[WHAT THE TASK ASKS]:
The data beneath this task is to be duplicated exactly, in its entirety.

====

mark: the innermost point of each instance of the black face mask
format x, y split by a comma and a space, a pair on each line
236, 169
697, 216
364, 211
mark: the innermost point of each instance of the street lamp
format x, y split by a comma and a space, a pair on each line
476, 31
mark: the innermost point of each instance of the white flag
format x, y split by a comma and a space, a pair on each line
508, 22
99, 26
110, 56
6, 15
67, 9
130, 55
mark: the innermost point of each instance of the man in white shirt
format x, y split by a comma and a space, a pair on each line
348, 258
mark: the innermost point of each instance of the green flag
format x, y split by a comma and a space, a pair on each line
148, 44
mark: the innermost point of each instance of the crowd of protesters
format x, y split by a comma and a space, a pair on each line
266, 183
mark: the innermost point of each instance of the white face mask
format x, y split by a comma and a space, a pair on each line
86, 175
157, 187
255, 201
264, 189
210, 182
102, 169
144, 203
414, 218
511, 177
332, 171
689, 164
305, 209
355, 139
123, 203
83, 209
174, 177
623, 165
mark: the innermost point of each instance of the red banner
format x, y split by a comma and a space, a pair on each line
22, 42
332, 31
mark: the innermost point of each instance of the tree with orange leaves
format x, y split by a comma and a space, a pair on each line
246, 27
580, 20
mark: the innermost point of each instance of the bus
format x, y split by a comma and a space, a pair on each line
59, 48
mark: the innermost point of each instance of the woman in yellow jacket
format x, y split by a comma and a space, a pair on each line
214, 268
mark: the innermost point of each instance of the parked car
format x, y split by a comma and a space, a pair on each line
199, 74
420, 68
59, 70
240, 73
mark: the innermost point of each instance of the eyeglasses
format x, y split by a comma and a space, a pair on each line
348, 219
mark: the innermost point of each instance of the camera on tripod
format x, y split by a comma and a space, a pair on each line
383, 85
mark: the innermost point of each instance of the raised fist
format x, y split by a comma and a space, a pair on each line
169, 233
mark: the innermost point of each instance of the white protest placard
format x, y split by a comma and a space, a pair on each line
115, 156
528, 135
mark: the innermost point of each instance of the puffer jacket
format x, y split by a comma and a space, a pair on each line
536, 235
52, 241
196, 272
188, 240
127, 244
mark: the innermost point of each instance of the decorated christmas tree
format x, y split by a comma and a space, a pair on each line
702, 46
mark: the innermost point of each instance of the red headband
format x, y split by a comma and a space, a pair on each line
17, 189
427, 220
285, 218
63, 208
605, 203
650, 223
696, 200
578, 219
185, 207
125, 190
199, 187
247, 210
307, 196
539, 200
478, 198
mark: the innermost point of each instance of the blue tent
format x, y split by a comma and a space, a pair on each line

====

[EXPECTED OUTPUT]:
mark: the innermost point of each instance of the black face mask
format x, y split by a comma and a space, a pair on each line
236, 169
697, 216
364, 211
mark: the innermost point of each instance of the street lamp
format x, y split by a comma and a space, a pair on each line
476, 31
mark: the innermost point of each instance of the white flag
format x, y split by a comma and a space, a pair on each line
508, 22
99, 26
110, 56
6, 15
67, 9
130, 55
mark: the innermost point of each instance of the man in white shirt
format x, y split by a comma and a space, a pair on each line
348, 258
mark: the innermost point of each instance of the green flag
format x, y split by a comma and a space, a pair on each line
148, 44
mark: the innermost point of each instance of the crowd of protesters
format x, y split by a comma and a space, a pair on each line
266, 183
mark: the innermost point of each instance of the white face mask
format x, y split by a comma and a space, a pair on each line
86, 175
157, 187
255, 201
264, 189
210, 182
102, 169
144, 203
414, 218
511, 177
332, 171
689, 164
305, 209
355, 139
123, 203
83, 209
174, 177
623, 165
mark: the innermost point of each instance of the red banner
format x, y split by a comma and a space, a pair on each line
22, 42
332, 31
mark: the innermost point of each instance of the tree with orange leaves
format x, y split by a comma and a space, a pair on each line
246, 27
580, 20
mark: the innermost point of each instance of the bus
format x, y split by a comma and a space, a pair on each line
59, 48
mark: the innermost point of each instance of the woman in yellow jacket
format x, y split by a comma and a space, a pair on each line
214, 268
mark: the innermost point of each instance of the parked car
format x, y split by a comma and a space, a pair on each line
199, 74
420, 68
59, 70
240, 73
mark: the innermost point of each instance of the eyeglasses
format x, y split by a comma and a space, a pair on each line
348, 219
mark: the innermost point of each instance of the camera on tripod
format x, y split by a comma and a space, a pair on each line
383, 85
mark: the innermost point of each instance of the raised fist
format x, y split by a comma and a space, a pair on each line
169, 233
mark: the innermost point of each instance of the white protest placard
format x, y split by a comma and a space, a pair on each line
115, 156
528, 135
mark: the innermost point of each instance of the puffer jacket
format x, y split by a comma and a space, a pair on each line
536, 235
52, 241
196, 272
188, 240
127, 244
mark: the innermost point of each instance of the decorated christmas tree
format x, y split by a comma and a space, a pair on each line
702, 46
mark: the innermost point of each instance of the red headband
format x, y split by a comma and a space, a pair on each line
17, 189
427, 220
285, 218
63, 208
605, 203
650, 223
696, 200
578, 219
185, 207
125, 190
199, 187
247, 210
307, 196
539, 200
478, 198
mark: the innermost point of each instance of the blue tent
format x, y split by a comma and a space, a pair on each line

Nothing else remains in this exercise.